### Set tasks
(a) List every city named in the Ars Aevi text.
(b) Please rewrite the paragraph of the Ars Aevi text that begins "This »new departure« for Ars Aevi" in a shorter form that keeps its main facts.
(c) Write what comes next in the Ars Aevi text, picking up after its final sentence.

### Passage to read
____________

This »new departure« for Ars Aevi may come as a surprise after the previous development of the project. Ten years ago, Ars Aevi was conceived as a cosmopolitan art project - according to its general director, Enver Hadziomerspahic, it was supposed to be »above all, an expression of the artists of the creative World Community« (boldfaced in the original). Artists of the world were expected to donate their works for a lavish museum of contemporary art that was to be built in Sarajevo after the war had finished. In the pursuit of this vision, eminent curators like Zdenka Badovinac, Lorand Hegyi and Chiara Bertola, to name just a few, did not only the lion\'s share of the work, but practically all of it, to create a fascinating collection whose importance extends far beyond the Bosnian borders. But only now, with »Searching« - the first Ars Aevi exhibition to be put on without help from foreign experts, curators or the artists themselves -, are we getting the whole picture of what Ars Aevi really is: underneath the alluring cosmopolitan surface, designed by foreign art experts to the highest standards, lurks the obscene, dark flipside, displaying noxious ignorance and goals that are far from any noble notions of humanity and cosmopolitan tolerance. What foreign experts do in presenting the Project Ars Aevi on an international, cosmopolitan level, local experts undo and corrupt through illiterate, malign attempts to deal with the local artists. What is revealed under Ars Aevi\'s cosmopolitan facade is nothing but a local, Machiavellian fight for power and the chance to rewrite history on a microcosmic level.
But just to reveal this dichotomy is not enough: its problematic rationale is far more pivotal. And, significantly, - and here we must be careful not to miss the point -, it is occurring [i]on the side of the »good,« cosmopolitan idea[/i], not on the side of its devious twin! What is problematic here is the very basic, commonsensical notion that Sarajevo as such is the embodiment of cosmopolitism, and consequently destined to become the locus of such a spectacular international collection. Or, to put it in the poetic words of a Sarajevo curator: »It is no accident that the ruins of cosmopolitan Sarajevo are the birthplace of art … .« The ruins of Grozny or Kabul could never serve for this sort of birth, since they are not perceived as cosmopolitan. The doxy about the cosmopolitan core of Bosnian tradition, spirit etc., of course, maintains itself through an endless, mantra-like repetition of phrases that would fit almost any city in the Balkans - intersection of the East and the West, different cultures etc. Ars Aevi unscrupulously embraced this mythical pattern, which, like any other doxy, has a highly soporific effect: cosmopolitism is not something that Sarajevo/Bosnia is supposed to strive for, it is not the idea around which we should conceive and create a concrete political or cultural program, etc. Everything has already happened in the mythic past: Bosnia had been an incarnation of cosmopolitism, until the rest of the world forsook the very principle of cosmopolitism by betraying Bosnia in the recent war. This absurd composite is definitely a myth, but nevertheless - it works! The most important part of the Ars Aevi project - collecting the pieces of art -, which was carried out solely by foreign curators and artists who felt solidarity and compassion with Sarajevo as a »martyr city«
(E. Hadziomerpashic),2 in a gesture that can be paralleled with humanitarian support (Ars Aevi), could be succinctly defined as the most sophisticated fruition of humanitarian logic in the case of Bosnia. But the point is not that this sort of motivation to help on the part of foreign curators and artists, especially at the moment when the West was showing political ignorance toward Bosnia, is wrong in itself. Rather, the good will shown by these benevolent foreigners uncovers the essential thing about the Ars Aevi project: to be a victim, or to be cosmopolitan »at heart,« is not enough to deal with the field of art (or, indeed, to participate in other domains, that of politics, for example). All the applause for a mythical Sarajevo thus functions as a cover-up for the fact that Sarajevo, deprived of an artistic infrastructure (curatorial, critical, educational...), could hardly live up to the demanding standards of foreign experts, that the members of the local Ars Aevi team are not ready for the project of this magnitude, and that the project has started to reveal itself as a vehicle for the opportunistic purchase of their own privileges.

____________

(Position annotation records)
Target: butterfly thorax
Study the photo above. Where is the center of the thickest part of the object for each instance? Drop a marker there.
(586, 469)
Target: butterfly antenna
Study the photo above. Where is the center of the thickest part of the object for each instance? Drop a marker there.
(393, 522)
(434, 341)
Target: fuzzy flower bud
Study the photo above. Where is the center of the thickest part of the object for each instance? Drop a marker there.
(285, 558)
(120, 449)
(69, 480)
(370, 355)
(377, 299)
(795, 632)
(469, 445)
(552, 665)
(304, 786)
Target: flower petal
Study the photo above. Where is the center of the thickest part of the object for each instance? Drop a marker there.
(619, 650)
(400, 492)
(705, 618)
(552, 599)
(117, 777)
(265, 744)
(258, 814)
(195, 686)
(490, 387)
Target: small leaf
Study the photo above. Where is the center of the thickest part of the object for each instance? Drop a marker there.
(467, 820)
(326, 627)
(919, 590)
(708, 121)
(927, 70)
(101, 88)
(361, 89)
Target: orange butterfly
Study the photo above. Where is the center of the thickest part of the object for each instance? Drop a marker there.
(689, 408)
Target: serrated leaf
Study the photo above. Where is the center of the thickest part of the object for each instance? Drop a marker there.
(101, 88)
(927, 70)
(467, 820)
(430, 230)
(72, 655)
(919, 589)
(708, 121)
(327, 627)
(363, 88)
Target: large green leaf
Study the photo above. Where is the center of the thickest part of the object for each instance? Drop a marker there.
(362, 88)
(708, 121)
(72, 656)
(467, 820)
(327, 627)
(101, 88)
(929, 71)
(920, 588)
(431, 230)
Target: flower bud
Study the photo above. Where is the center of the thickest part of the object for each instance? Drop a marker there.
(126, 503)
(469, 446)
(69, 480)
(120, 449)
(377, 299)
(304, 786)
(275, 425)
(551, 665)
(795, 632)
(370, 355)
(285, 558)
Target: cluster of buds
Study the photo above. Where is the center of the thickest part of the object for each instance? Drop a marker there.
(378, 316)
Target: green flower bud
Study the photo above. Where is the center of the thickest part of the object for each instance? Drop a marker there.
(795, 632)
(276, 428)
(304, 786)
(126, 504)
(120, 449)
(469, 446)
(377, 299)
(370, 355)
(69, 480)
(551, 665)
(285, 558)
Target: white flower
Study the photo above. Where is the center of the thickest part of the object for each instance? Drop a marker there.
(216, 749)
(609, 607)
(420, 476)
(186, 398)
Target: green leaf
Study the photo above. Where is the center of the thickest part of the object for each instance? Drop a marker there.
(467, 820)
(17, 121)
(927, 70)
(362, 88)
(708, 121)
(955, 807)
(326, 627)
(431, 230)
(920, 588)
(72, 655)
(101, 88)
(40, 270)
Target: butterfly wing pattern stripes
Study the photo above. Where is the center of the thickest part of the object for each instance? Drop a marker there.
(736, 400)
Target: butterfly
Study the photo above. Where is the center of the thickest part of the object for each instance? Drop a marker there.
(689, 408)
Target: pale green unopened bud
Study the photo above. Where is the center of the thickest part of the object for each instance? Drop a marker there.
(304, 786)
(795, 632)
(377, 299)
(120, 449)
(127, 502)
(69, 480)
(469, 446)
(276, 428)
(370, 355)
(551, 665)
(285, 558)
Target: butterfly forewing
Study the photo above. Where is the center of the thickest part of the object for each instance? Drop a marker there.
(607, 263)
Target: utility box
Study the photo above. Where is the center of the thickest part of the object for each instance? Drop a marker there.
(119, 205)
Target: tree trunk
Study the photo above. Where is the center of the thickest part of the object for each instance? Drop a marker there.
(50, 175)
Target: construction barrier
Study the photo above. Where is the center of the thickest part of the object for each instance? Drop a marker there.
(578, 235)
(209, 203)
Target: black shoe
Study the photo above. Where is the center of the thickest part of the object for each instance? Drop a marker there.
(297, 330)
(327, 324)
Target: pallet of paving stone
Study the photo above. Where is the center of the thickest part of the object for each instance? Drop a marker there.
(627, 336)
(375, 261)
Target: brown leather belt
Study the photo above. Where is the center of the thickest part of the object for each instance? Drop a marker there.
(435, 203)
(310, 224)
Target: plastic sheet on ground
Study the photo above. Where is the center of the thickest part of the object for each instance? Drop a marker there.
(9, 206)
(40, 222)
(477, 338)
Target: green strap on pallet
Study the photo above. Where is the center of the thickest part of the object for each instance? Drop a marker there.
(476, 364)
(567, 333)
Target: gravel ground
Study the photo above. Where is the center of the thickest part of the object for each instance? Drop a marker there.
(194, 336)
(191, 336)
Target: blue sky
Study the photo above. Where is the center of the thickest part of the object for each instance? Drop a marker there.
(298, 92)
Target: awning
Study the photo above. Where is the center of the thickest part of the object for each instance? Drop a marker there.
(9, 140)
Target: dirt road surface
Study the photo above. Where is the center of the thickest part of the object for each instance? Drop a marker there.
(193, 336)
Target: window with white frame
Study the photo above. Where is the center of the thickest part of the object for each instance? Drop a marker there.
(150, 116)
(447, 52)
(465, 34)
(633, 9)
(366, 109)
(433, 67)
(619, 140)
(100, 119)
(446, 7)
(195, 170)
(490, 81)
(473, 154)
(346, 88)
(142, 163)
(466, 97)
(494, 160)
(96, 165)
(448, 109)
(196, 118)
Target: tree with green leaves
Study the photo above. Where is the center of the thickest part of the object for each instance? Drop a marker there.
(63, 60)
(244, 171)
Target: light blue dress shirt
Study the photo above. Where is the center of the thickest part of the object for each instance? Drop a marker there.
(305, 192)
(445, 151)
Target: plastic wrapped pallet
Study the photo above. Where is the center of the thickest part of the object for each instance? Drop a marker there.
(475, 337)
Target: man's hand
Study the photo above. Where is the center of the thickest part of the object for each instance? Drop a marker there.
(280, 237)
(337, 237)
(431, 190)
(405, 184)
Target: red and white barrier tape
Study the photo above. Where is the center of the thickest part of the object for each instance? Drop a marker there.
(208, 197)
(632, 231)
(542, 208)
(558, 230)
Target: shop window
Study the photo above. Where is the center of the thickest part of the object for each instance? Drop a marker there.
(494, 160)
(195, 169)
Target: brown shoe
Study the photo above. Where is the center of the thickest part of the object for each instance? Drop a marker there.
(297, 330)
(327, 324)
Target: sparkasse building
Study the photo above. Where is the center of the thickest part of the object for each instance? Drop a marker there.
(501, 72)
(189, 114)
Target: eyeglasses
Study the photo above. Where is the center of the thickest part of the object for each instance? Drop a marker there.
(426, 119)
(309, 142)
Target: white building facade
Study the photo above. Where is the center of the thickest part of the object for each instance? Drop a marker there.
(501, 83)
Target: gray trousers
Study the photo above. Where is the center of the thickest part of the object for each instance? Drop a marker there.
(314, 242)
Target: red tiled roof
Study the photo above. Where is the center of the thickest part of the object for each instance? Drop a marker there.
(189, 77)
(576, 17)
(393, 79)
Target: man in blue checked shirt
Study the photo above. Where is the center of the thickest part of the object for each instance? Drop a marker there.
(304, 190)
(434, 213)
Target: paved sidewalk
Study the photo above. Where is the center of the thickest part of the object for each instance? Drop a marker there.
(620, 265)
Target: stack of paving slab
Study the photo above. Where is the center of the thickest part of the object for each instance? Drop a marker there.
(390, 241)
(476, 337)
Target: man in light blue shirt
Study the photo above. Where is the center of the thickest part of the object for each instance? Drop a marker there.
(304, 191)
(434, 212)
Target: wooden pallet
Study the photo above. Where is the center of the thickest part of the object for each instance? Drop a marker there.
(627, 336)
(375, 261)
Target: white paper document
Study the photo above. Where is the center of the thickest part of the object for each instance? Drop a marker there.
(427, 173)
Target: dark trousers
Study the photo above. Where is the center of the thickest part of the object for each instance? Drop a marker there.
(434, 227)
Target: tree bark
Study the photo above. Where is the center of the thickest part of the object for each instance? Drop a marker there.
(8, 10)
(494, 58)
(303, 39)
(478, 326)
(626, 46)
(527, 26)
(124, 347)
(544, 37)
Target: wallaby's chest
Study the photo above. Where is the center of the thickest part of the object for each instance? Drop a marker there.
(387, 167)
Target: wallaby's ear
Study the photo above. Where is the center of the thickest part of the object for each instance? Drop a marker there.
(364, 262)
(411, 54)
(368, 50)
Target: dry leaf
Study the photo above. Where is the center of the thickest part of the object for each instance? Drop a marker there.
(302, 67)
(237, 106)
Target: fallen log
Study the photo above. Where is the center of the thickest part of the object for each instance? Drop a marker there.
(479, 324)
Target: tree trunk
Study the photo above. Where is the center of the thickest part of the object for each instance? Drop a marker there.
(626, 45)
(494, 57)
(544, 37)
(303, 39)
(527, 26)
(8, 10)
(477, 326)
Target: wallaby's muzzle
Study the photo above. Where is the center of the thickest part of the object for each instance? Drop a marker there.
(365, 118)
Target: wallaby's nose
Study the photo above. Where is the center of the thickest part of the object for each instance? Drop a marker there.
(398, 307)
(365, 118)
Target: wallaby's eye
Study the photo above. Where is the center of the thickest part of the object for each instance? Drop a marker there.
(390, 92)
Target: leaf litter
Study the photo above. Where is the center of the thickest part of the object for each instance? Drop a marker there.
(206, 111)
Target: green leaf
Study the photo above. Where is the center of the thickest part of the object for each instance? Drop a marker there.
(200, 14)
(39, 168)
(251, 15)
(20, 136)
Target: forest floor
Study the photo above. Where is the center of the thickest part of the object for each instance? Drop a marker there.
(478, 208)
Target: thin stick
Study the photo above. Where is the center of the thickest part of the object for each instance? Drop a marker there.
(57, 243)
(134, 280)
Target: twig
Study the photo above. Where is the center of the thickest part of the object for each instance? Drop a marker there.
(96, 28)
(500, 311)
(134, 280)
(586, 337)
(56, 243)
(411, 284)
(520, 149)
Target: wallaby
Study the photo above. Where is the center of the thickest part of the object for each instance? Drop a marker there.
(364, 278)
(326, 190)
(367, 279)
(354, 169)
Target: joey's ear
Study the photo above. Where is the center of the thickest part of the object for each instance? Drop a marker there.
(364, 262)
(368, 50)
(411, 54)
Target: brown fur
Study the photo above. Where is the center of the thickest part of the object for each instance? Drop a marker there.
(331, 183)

____________

### Results by task
(a) Sarajevo, Grozny, Kabul

(b) Ars Aevi's new direction may surprise, given its history. Ten years ago it was conceived as a cosmopolitan project, which its general director, Enver Hadziomerspahic, called "above all, an expression of the artists of the creative World Community." Artists worldwide were to donate works for a lavish contemporary art museum to be built in Sarajevo after the war. Eminent curators such as Zdenka Badovinac, Lorand Hegyi and Chiara Bertola did practically all the work, assembling a collection whose importance reaches well beyond Bosnia. Yet "Searching," the first Ars Aevi exhibition organized without foreign experts, curators or the artists themselves, exposes what lies beneath the cosmopolitan surface: noxious ignorance and goals far from humanity and tolerance. What foreign experts build internationally, local experts undo through illiterate, malign handling of local artists. Behind the facade is a local, Machiavellian struggle for power and the chance to rewrite history on a microcosmic level.

(c)
The example of Ars Aevi, of its shift from cosmopolitism to Machiavellism, from IRWIN to Goran Bregovic,3 thus encapsulates many of the nuisances that accompany the reading of the hieroglyph »cosmopolitism.« Most of them can be avoided by applying an elementary »Leninist« test: Cosmopolitism? - For whom? To what purpose? At what cost? Why here? Why now? And, of course, by not forgetting for a single moment that the aim of this operation is not the salvation of the supposed blissful essence of cosmopolitism from its »bad«, pathological features, but to completely dismantle this concept if necessary, or - why not? - to completely discard it if we find it does not meet our needs in the struggle for more political and economic equality.
1 Husedzinovic\'s text is published in European Contemporary Art: The Art of the Balkan Countries, State Museum of Contemporary Art, Thessaloniki 2002, page 57.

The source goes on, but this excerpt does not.